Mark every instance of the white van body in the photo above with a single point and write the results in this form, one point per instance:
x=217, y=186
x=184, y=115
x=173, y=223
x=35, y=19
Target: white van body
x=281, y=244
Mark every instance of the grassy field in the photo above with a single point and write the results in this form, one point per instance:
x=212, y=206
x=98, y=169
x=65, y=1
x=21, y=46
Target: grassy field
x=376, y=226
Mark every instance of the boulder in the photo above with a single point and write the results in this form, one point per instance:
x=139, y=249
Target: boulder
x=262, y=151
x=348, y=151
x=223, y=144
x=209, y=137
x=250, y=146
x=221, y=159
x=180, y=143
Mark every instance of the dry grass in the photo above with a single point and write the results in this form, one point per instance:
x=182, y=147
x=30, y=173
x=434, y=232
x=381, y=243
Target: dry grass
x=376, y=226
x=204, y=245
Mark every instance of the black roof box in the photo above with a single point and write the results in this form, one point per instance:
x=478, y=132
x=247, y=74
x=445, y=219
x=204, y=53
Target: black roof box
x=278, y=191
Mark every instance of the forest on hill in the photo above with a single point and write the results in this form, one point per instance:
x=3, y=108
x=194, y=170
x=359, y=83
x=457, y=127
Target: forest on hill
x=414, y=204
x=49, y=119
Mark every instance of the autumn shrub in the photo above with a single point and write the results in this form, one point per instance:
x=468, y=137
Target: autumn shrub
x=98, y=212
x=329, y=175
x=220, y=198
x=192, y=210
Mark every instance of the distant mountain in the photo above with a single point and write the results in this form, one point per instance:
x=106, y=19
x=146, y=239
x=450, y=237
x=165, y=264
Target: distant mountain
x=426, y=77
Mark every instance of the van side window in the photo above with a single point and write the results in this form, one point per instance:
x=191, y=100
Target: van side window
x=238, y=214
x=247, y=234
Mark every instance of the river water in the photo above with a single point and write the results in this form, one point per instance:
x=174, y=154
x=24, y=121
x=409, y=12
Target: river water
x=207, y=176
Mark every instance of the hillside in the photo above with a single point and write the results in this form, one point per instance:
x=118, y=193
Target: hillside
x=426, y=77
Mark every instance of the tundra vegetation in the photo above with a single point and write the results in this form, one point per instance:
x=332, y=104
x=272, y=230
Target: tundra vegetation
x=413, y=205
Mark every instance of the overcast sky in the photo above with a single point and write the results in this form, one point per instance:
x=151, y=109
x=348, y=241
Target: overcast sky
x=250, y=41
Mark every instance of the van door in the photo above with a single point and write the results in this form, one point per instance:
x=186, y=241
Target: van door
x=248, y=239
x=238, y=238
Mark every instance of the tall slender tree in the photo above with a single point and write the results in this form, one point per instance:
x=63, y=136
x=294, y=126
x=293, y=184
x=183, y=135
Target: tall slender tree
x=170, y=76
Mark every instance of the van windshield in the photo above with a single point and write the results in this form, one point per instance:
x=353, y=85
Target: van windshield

*ACTION ITEM*
Reproduce every entry shown above, precisely as it stands.

*ANSWER BOX*
Mark every instance of the white van body in the photo above with a single point and write the results in this form, one point per instance:
x=217, y=186
x=184, y=115
x=173, y=223
x=35, y=19
Target: white van body
x=281, y=244
Mark every instance of the grassy field in the photo above with a single point and write the results in this form, one point per instance:
x=212, y=206
x=98, y=169
x=65, y=1
x=21, y=46
Target: grassy field
x=376, y=226
Mark every instance of the boulder in the photo above with a single point and write the results in this form, one point per instance:
x=139, y=249
Target: boulder
x=262, y=151
x=348, y=151
x=223, y=144
x=209, y=137
x=250, y=146
x=221, y=159
x=180, y=143
Mark every instance of the dry grass in the photo above with a single point and write the results in this form, one point per instance:
x=182, y=147
x=30, y=173
x=434, y=232
x=381, y=243
Target: dry grass
x=376, y=226
x=204, y=245
Mark every instance of the black roof box in the photo above with a single point and write the results in this form, one point per instance:
x=478, y=132
x=247, y=74
x=445, y=219
x=204, y=53
Target: black roof box
x=278, y=191
Mark every instance of the forest on hill in the photo above with a single point and write the results in this form, one point per instance:
x=3, y=108
x=194, y=170
x=359, y=83
x=457, y=127
Target: forest on hill
x=414, y=204
x=49, y=119
Mark every instance of the autumn shrub in the photo above with a single point and write the results in this form, one point per instance:
x=468, y=137
Target: autumn shrub
x=98, y=212
x=329, y=175
x=220, y=198
x=192, y=210
Mark every instance of the distant mountain in the photo above with a single point and write the results in this form, one point per instance:
x=106, y=19
x=146, y=239
x=450, y=237
x=165, y=264
Target: distant mountain
x=426, y=77
Mark every instance of the van side window in the photo above with a single point and write the results in this form, one point per instance:
x=191, y=100
Target: van side window
x=238, y=214
x=247, y=234
Mark every instance of the river water in the photo above with a single point and write the results in this form, one point per instance:
x=174, y=154
x=24, y=121
x=409, y=12
Target: river water
x=207, y=176
Mark every instance of the hillside in the photo above with a single point and write the results in this form, one point per instance:
x=118, y=193
Target: hillside
x=426, y=77
Mark every instance of the tundra vegetation in the photo above with a single point and write the results in this form, one point per instance:
x=332, y=104
x=272, y=230
Target: tundra vegetation
x=413, y=205
Mark every instance of the overcast sky in the photo above with a single point and write the results in this form, one point per instance:
x=151, y=109
x=348, y=241
Target: overcast sky
x=250, y=41
Mark every instance of the van door in the photo above with a single point and write the results in this form, one point per instance:
x=186, y=241
Target: van door
x=248, y=239
x=238, y=238
Mark every instance of the tall slender tree in the photo above with a single point and write the results in this form, one point per instance:
x=63, y=136
x=294, y=126
x=293, y=184
x=183, y=135
Target: tall slender tree
x=170, y=76
Mark every instance of the van windshield in the photo above with a single point and write the results in this form, one point per instance:
x=353, y=85
Target: van windshield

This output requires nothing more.